[[ Records shown, beginning ]]

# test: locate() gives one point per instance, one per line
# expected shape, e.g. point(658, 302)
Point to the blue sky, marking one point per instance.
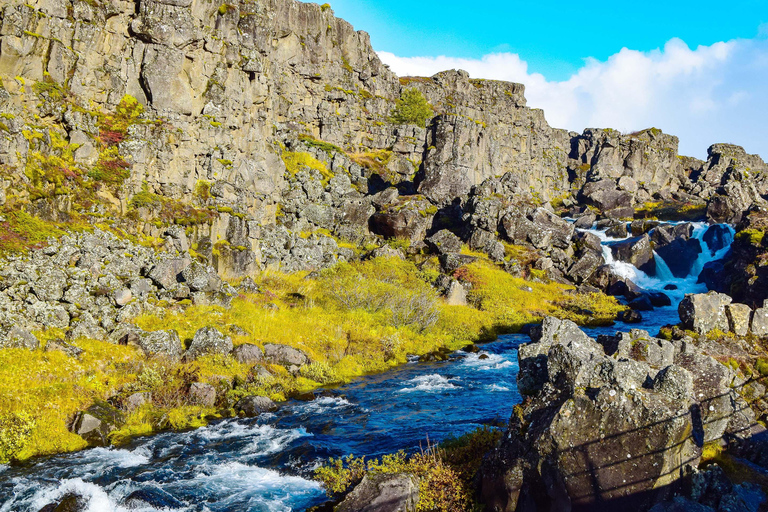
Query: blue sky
point(698, 70)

[[ Records shown, end ]]

Task goal: Report the number of lines above containing the word "instance", with no other text.

Solution to the problem: 2